Work order: Copy out the data below as written; omit any images.

Provided entries:
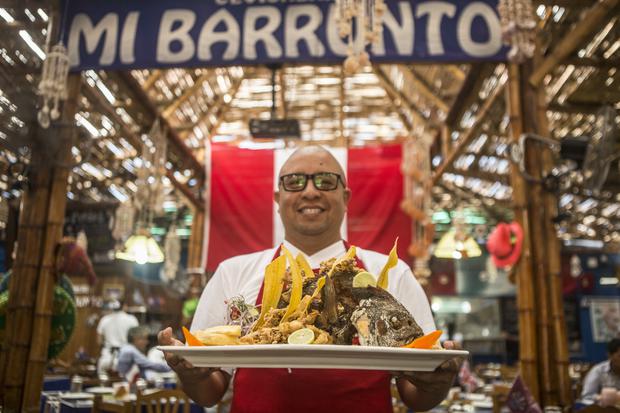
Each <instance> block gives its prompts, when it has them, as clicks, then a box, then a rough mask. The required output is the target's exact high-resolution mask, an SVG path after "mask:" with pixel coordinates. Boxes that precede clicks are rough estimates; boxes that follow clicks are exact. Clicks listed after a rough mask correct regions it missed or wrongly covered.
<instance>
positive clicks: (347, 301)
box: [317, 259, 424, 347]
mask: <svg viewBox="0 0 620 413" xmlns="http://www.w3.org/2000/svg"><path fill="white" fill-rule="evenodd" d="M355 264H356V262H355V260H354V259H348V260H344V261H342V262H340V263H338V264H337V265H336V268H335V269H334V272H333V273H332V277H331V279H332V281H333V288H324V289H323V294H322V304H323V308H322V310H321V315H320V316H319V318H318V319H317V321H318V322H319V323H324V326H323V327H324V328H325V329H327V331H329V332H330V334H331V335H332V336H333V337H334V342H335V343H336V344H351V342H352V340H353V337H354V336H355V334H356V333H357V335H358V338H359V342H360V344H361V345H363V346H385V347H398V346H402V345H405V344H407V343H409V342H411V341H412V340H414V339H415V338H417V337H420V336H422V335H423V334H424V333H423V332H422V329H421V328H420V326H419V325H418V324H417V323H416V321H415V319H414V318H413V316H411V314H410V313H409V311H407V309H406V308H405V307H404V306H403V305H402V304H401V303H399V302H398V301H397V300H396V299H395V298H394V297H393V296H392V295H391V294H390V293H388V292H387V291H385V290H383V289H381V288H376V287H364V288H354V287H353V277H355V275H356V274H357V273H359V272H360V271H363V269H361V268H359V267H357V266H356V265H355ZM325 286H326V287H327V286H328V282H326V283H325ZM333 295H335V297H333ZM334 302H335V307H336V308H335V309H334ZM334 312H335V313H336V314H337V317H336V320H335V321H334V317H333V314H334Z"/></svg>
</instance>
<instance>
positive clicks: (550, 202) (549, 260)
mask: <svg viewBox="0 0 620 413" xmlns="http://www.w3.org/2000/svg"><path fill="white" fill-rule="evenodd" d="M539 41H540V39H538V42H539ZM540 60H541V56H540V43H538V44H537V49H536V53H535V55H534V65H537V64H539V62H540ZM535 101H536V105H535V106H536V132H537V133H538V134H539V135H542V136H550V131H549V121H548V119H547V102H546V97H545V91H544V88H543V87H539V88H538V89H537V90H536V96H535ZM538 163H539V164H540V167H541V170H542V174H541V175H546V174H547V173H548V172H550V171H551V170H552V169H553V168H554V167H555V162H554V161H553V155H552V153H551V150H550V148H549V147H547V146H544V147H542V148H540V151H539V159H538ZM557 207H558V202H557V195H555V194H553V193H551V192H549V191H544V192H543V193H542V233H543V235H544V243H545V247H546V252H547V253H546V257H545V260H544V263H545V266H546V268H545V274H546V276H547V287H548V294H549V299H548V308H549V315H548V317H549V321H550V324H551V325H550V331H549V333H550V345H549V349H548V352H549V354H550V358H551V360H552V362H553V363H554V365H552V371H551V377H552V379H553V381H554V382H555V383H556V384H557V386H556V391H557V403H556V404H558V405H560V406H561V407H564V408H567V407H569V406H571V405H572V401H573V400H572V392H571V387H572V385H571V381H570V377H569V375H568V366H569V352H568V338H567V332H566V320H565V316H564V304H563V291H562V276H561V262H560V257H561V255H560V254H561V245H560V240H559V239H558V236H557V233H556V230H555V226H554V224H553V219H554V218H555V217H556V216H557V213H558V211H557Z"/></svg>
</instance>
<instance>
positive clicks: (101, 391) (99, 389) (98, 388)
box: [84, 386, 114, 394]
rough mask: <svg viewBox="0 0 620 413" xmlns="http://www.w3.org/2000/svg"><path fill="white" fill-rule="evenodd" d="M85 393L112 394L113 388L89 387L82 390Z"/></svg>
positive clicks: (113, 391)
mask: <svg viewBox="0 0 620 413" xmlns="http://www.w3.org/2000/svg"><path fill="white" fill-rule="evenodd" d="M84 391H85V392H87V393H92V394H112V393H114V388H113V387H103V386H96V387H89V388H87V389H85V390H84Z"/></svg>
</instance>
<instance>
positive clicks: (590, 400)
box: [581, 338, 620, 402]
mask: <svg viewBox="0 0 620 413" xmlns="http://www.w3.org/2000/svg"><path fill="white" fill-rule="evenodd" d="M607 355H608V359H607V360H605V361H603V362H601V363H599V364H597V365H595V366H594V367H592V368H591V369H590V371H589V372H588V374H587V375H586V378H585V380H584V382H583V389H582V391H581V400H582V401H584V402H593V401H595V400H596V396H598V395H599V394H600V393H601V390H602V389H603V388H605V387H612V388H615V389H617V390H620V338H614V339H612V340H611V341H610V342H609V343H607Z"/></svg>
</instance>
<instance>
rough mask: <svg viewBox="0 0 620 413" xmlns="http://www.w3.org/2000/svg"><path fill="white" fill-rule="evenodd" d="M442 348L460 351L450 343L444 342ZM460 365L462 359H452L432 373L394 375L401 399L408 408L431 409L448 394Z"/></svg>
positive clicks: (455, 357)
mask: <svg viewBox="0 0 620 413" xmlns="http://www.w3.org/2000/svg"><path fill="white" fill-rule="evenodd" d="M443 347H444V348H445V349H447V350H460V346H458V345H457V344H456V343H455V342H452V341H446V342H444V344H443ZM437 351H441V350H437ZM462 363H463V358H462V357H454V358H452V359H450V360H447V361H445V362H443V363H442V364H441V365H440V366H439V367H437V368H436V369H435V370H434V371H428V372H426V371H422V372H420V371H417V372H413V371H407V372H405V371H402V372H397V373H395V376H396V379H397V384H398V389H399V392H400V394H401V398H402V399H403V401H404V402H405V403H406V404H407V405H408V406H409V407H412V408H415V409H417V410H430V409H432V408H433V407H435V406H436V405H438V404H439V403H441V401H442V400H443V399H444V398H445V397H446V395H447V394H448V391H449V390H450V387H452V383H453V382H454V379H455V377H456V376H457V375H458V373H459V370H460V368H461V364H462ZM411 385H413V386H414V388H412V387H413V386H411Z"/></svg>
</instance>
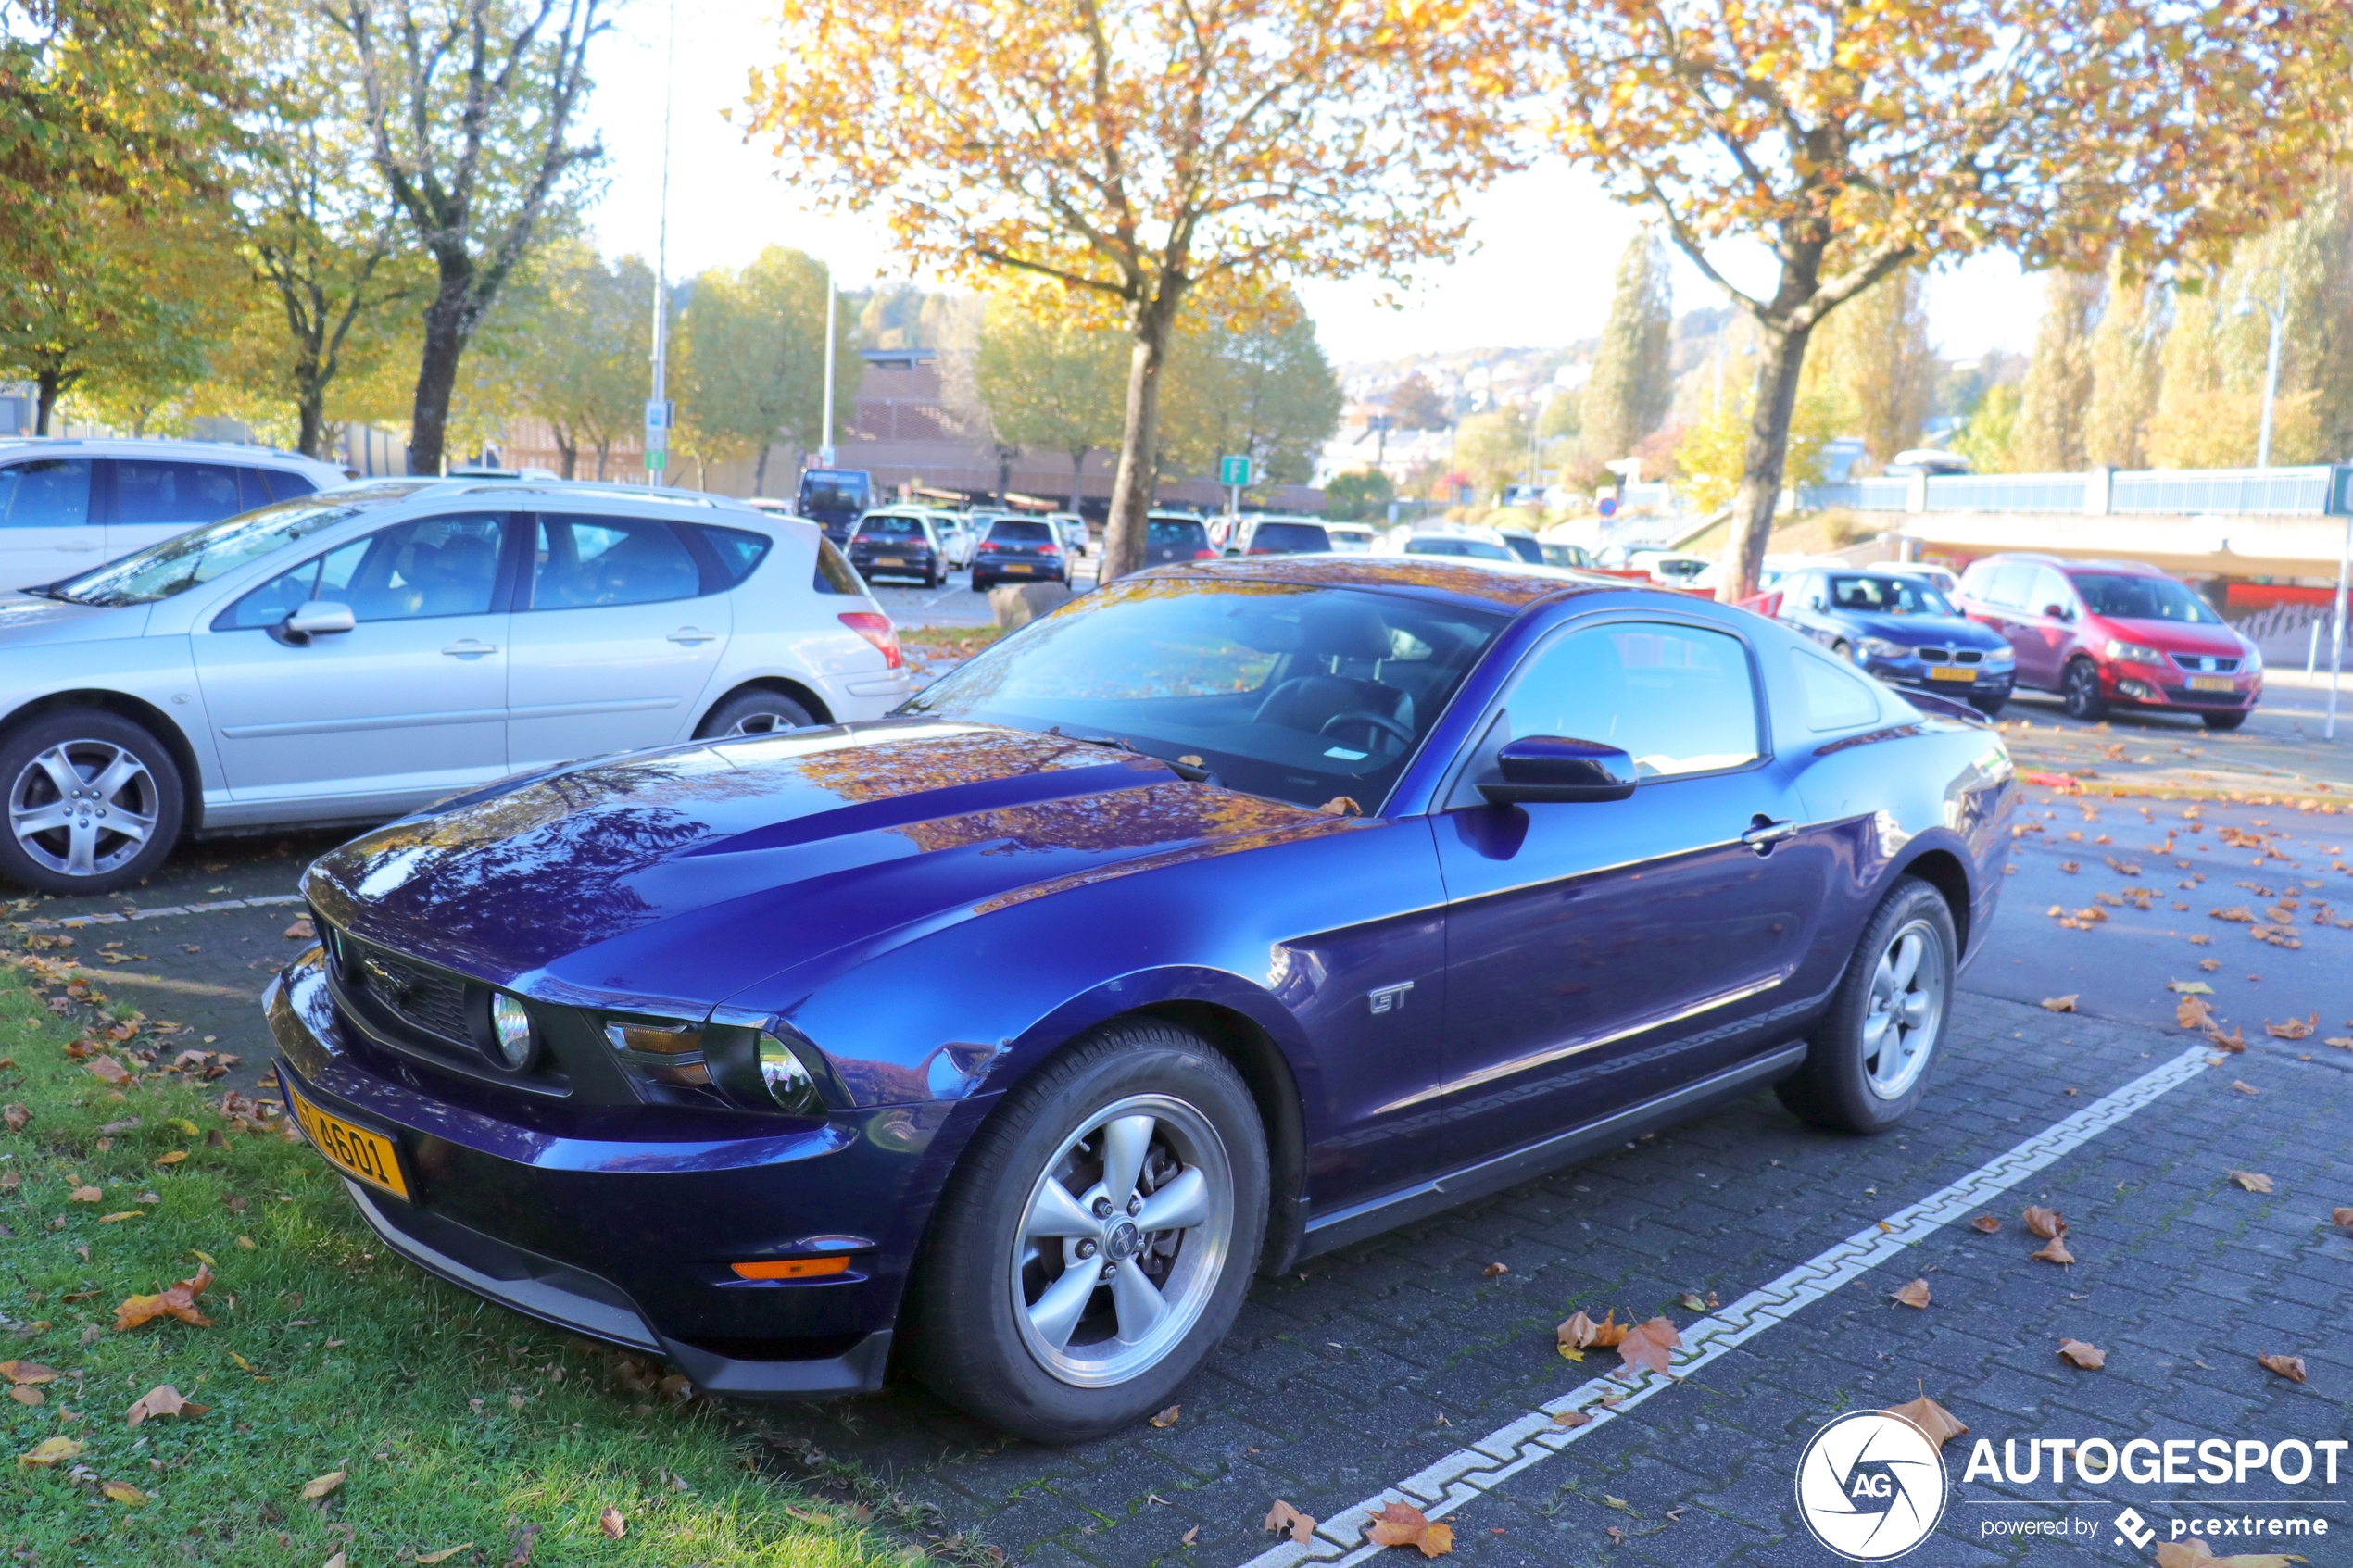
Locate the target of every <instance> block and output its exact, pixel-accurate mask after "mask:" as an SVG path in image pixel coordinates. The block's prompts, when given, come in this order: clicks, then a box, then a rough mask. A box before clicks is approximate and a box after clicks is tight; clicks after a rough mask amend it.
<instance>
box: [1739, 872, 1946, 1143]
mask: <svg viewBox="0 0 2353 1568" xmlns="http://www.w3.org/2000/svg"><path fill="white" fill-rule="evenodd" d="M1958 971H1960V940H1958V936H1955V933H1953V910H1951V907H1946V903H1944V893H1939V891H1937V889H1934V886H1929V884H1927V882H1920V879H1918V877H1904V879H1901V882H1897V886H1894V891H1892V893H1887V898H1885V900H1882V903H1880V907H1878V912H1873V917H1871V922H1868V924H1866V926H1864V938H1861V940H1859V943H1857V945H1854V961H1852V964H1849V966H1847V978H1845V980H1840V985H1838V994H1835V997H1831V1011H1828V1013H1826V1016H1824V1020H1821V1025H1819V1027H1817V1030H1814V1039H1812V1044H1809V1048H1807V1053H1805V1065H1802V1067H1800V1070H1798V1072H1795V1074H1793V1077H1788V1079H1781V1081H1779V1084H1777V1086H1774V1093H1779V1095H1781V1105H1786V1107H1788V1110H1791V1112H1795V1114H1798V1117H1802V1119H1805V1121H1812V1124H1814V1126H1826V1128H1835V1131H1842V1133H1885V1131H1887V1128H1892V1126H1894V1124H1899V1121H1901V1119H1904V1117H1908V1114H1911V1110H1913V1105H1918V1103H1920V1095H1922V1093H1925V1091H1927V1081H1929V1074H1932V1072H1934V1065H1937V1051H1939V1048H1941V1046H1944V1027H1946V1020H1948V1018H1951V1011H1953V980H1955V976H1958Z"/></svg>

Result of this exercise:
Each <instance> block gives its prompts, when it has them, as clicks, then a box, then a rough mask. The required output is the target's exact high-resolution mask, an SVG path after "mask:" with pixel coordinates. Boxes that precede clicks are rough estimates; boxes that follow clicks are exact. Clicks listed after a rough mask correct regions it missed or wrongly covered.
<instance>
positive clicks: (347, 301)
box: [317, 259, 424, 347]
mask: <svg viewBox="0 0 620 413" xmlns="http://www.w3.org/2000/svg"><path fill="white" fill-rule="evenodd" d="M355 264H356V262H355V260H354V259H348V260H344V261H342V262H340V263H338V264H337V265H336V268H335V269H334V272H333V273H332V277H331V279H332V281H333V288H324V289H323V294H322V304H323V308H322V310H321V315H320V316H319V318H318V319H317V321H318V322H319V323H324V326H323V327H324V328H325V329H327V331H329V332H330V334H331V335H332V336H333V337H334V342H335V343H336V344H351V342H352V340H353V337H354V336H355V334H356V333H357V335H358V338H359V342H360V344H361V345H363V346H385V347H398V346H402V345H405V344H407V343H409V342H411V341H412V340H414V339H415V338H417V337H420V336H422V335H423V334H424V333H423V332H422V329H421V328H420V326H419V325H418V324H417V323H416V321H415V319H414V318H413V316H411V314H410V313H409V311H407V309H406V308H405V307H404V306H403V305H402V304H401V303H399V302H398V301H397V300H396V299H395V298H394V297H393V296H392V295H391V294H390V293H388V292H387V291H385V290H383V289H381V288H376V287H364V288H354V287H353V277H355V275H356V274H357V273H359V272H360V271H363V269H361V268H359V267H357V266H356V265H355ZM325 286H326V287H327V286H328V282H326V283H325ZM333 295H335V297H333ZM334 302H335V307H336V308H335V309H334ZM334 312H335V313H336V314H337V317H336V320H335V321H334V317H333V314H334Z"/></svg>
</instance>
<instance>
positive clicks: (550, 202) (549, 260)
mask: <svg viewBox="0 0 620 413" xmlns="http://www.w3.org/2000/svg"><path fill="white" fill-rule="evenodd" d="M539 41H540V39H538V42H539ZM540 60H541V56H540V43H538V44H537V49H536V53H535V55H534V65H537V64H539V62H540ZM535 101H536V105H535V106H536V132H537V133H538V134H539V135H542V136H550V131H549V121H548V119H547V102H546V97H545V91H544V88H543V87H539V88H538V89H537V90H536V96H535ZM538 163H539V164H540V167H541V170H542V174H541V175H546V174H547V173H548V172H550V171H551V170H552V169H553V168H554V167H555V162H554V161H553V155H552V153H551V150H550V148H549V147H547V146H544V147H542V148H540V151H539V159H538ZM557 207H558V202H557V195H555V194H553V193H551V192H549V191H544V192H543V193H542V233H543V235H544V243H545V247H546V252H547V253H546V257H545V260H544V263H545V266H546V268H545V274H546V276H547V287H548V294H549V299H548V308H549V315H548V317H549V321H550V324H551V325H550V331H549V333H550V345H549V349H548V352H549V354H550V358H551V360H552V362H553V363H554V365H552V371H551V377H552V379H553V381H554V382H555V383H556V384H557V386H556V391H557V403H556V404H558V405H560V406H561V407H564V408H567V407H569V406H571V405H572V401H573V400H572V392H571V387H572V385H571V381H570V377H569V375H568V366H569V352H568V338H567V332H566V320H565V316H564V304H563V291H562V276H561V262H560V257H561V255H560V254H561V245H560V240H559V239H558V236H557V233H556V230H555V226H554V224H553V219H554V218H555V217H556V216H557V213H558V211H557Z"/></svg>
</instance>
<instance>
positive clicks: (101, 391) (99, 389) (98, 388)
box: [84, 386, 114, 394]
rough mask: <svg viewBox="0 0 620 413" xmlns="http://www.w3.org/2000/svg"><path fill="white" fill-rule="evenodd" d="M85 393L112 394L113 388L89 387L82 390Z"/></svg>
positive clicks: (113, 391)
mask: <svg viewBox="0 0 620 413" xmlns="http://www.w3.org/2000/svg"><path fill="white" fill-rule="evenodd" d="M84 391H85V392H87V393H92V394H112V393H114V388H113V387H103V386H96V387H89V388H87V389H85V390H84Z"/></svg>
</instance>
<instance>
positive clicks: (590, 400)
box: [581, 338, 620, 402]
mask: <svg viewBox="0 0 620 413" xmlns="http://www.w3.org/2000/svg"><path fill="white" fill-rule="evenodd" d="M607 355H608V359H607V360H605V361H603V362H601V363H599V364H597V365H595V366H594V367H592V368H591V369H590V371H589V372H588V374H587V375H586V378H585V380H584V382H583V389H582V391H581V400H582V401H584V402H593V401H595V400H596V396H598V395H599V394H600V393H601V390H602V389H603V388H605V387H612V388H615V389H617V390H620V338H614V339H612V340H611V341H610V342H609V343H607Z"/></svg>
</instance>
<instance>
rough mask: <svg viewBox="0 0 620 413" xmlns="http://www.w3.org/2000/svg"><path fill="white" fill-rule="evenodd" d="M442 348L460 351L450 343L444 342ZM460 365L462 359H452L432 373L394 375L401 399L408 408L431 409L448 394Z"/></svg>
positive clicks: (455, 357)
mask: <svg viewBox="0 0 620 413" xmlns="http://www.w3.org/2000/svg"><path fill="white" fill-rule="evenodd" d="M443 347H444V348H445V349H447V350H460V346H458V345H457V344H456V343H455V342H452V341H446V342H444V344H443ZM437 351H441V350H437ZM462 363H463V358H462V357H454V358H452V359H450V360H447V361H445V362H443V363H442V364H441V365H440V366H439V367H437V368H436V369H435V370H434V371H428V372H426V371H422V372H420V371H417V372H413V371H407V372H405V371H402V372H397V373H395V376H396V379H397V384H398V389H399V392H400V394H401V398H402V399H403V401H404V402H405V403H406V404H407V405H408V406H409V407H412V408H415V409H417V410H430V409H432V408H433V407H435V406H436V405H438V404H439V403H441V401H442V400H443V399H444V398H445V397H446V395H447V394H448V391H449V390H450V387H452V383H453V382H454V379H455V377H456V376H457V375H458V373H459V370H460V368H461V364H462ZM411 385H413V386H414V388H412V387H413V386H411Z"/></svg>
</instance>
Locate the target of every <instance> block and output its exact, pixel-accurate mask after "mask:" as an SVG path in image pixel coordinates. The block's prompts, when given, come in this order: clicks, then a box, then a rough mask. A box before clicks is approximate and a box after clicks is tight; clicks after a rough mask amend it.
<instance>
box: [1739, 872, 1946, 1143]
mask: <svg viewBox="0 0 2353 1568" xmlns="http://www.w3.org/2000/svg"><path fill="white" fill-rule="evenodd" d="M1958 971H1960V940H1958V936H1955V933H1953V910H1951V907H1946V903H1944V893H1939V891H1937V889H1934V886H1929V884H1927V882H1920V879H1918V877H1904V879H1901V882H1897V886H1894V891H1892V893H1887V898H1885V900H1882V903H1880V907H1878V912H1873V917H1871V922H1868V924H1866V926H1864V938H1861V940H1859V943H1857V945H1854V961H1852V964H1849V966H1847V978H1845V980H1840V985H1838V994H1835V997H1831V1011H1828V1013H1826V1016H1824V1020H1821V1025H1819V1027H1817V1030H1814V1039H1812V1044H1809V1048H1807V1053H1805V1065H1802V1067H1800V1070H1798V1072H1795V1074H1793V1077H1788V1079H1781V1081H1779V1084H1777V1086H1774V1093H1779V1095H1781V1105H1786V1107H1788V1110H1791V1112H1795V1114H1798V1117H1802V1119H1805V1121H1812V1124H1814V1126H1826V1128H1835V1131H1842V1133H1885V1131H1887V1128H1892V1126H1894V1124H1899V1121H1901V1119H1904V1117H1908V1114H1911V1110H1913V1105H1918V1103H1920V1095H1922V1093H1925V1091H1927V1081H1929V1074H1932V1072H1934V1065H1937V1051H1939V1048H1941V1046H1944V1027H1946V1020H1948V1018H1951V1011H1953V980H1955V976H1958Z"/></svg>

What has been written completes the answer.